» Entries supplied

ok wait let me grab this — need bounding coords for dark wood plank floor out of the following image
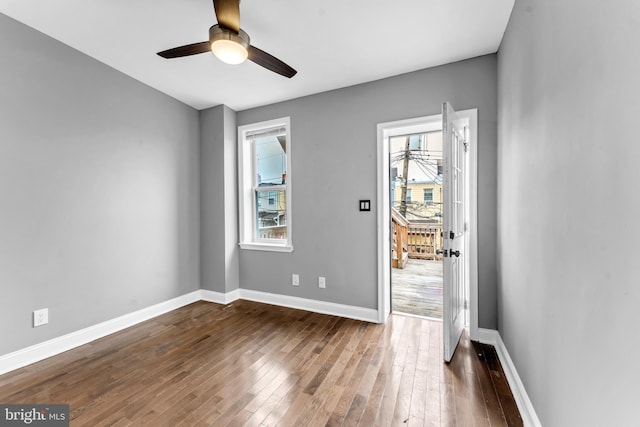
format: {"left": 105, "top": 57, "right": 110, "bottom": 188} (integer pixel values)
{"left": 0, "top": 300, "right": 522, "bottom": 426}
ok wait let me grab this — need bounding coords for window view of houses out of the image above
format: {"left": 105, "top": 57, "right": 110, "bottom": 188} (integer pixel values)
{"left": 255, "top": 135, "right": 287, "bottom": 239}
{"left": 391, "top": 131, "right": 443, "bottom": 222}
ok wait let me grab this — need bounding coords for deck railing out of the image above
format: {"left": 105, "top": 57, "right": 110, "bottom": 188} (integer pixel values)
{"left": 406, "top": 223, "right": 443, "bottom": 260}
{"left": 391, "top": 208, "right": 443, "bottom": 268}
{"left": 258, "top": 225, "right": 287, "bottom": 239}
{"left": 391, "top": 208, "right": 409, "bottom": 268}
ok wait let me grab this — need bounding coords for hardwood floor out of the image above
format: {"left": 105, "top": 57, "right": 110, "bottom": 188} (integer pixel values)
{"left": 0, "top": 301, "right": 522, "bottom": 426}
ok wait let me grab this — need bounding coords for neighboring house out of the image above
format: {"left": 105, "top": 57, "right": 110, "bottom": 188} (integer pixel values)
{"left": 392, "top": 180, "right": 443, "bottom": 222}
{"left": 390, "top": 131, "right": 443, "bottom": 222}
{"left": 256, "top": 188, "right": 287, "bottom": 239}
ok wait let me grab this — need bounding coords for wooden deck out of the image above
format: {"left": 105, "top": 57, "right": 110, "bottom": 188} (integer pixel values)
{"left": 391, "top": 208, "right": 443, "bottom": 269}
{"left": 392, "top": 258, "right": 443, "bottom": 319}
{"left": 0, "top": 300, "right": 522, "bottom": 426}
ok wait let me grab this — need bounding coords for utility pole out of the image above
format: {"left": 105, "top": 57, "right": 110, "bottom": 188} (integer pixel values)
{"left": 399, "top": 136, "right": 410, "bottom": 217}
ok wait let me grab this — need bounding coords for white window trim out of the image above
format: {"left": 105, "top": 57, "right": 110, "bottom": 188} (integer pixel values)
{"left": 238, "top": 117, "right": 293, "bottom": 252}
{"left": 423, "top": 188, "right": 434, "bottom": 203}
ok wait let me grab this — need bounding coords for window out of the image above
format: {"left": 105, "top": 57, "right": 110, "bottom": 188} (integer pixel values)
{"left": 406, "top": 188, "right": 412, "bottom": 203}
{"left": 238, "top": 117, "right": 292, "bottom": 252}
{"left": 408, "top": 134, "right": 424, "bottom": 151}
{"left": 423, "top": 188, "right": 433, "bottom": 204}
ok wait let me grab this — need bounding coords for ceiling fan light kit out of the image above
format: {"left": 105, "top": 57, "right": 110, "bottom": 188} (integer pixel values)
{"left": 209, "top": 25, "right": 249, "bottom": 64}
{"left": 157, "top": 0, "right": 297, "bottom": 78}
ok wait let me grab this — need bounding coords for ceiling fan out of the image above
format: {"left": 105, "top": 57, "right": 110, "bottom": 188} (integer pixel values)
{"left": 157, "top": 0, "right": 297, "bottom": 78}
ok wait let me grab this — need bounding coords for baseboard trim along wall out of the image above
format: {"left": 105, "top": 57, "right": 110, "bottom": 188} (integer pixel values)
{"left": 0, "top": 289, "right": 379, "bottom": 375}
{"left": 238, "top": 289, "right": 380, "bottom": 323}
{"left": 1, "top": 289, "right": 540, "bottom": 427}
{"left": 0, "top": 291, "right": 202, "bottom": 376}
{"left": 477, "top": 328, "right": 542, "bottom": 427}
{"left": 200, "top": 288, "right": 240, "bottom": 305}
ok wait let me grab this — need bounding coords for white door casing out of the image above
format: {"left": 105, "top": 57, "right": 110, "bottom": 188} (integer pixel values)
{"left": 376, "top": 107, "right": 478, "bottom": 346}
{"left": 376, "top": 115, "right": 441, "bottom": 324}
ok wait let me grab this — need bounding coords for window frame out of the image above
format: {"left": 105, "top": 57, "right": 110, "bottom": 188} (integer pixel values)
{"left": 408, "top": 133, "right": 424, "bottom": 151}
{"left": 267, "top": 191, "right": 276, "bottom": 206}
{"left": 238, "top": 117, "right": 293, "bottom": 252}
{"left": 423, "top": 188, "right": 433, "bottom": 204}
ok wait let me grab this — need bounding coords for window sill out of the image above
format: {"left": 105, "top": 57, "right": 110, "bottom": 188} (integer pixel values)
{"left": 239, "top": 242, "right": 294, "bottom": 253}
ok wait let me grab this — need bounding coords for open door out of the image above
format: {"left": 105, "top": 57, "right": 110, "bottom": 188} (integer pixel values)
{"left": 442, "top": 102, "right": 467, "bottom": 363}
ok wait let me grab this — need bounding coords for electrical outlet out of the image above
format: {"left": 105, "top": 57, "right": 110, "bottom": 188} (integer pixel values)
{"left": 33, "top": 308, "right": 48, "bottom": 327}
{"left": 292, "top": 274, "right": 300, "bottom": 286}
{"left": 319, "top": 276, "right": 326, "bottom": 289}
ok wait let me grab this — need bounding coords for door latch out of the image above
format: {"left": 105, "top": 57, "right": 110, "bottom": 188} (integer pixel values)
{"left": 437, "top": 249, "right": 460, "bottom": 257}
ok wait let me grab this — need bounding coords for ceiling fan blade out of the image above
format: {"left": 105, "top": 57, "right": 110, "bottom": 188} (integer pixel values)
{"left": 248, "top": 46, "right": 297, "bottom": 78}
{"left": 157, "top": 41, "right": 211, "bottom": 59}
{"left": 213, "top": 0, "right": 240, "bottom": 33}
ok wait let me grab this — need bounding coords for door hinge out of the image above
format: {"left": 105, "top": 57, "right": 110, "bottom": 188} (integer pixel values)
{"left": 464, "top": 300, "right": 468, "bottom": 310}
{"left": 463, "top": 142, "right": 469, "bottom": 152}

» What is expected
Find how many lines in the records contain the string "deck", then give the number alone.

» Answer to this task
2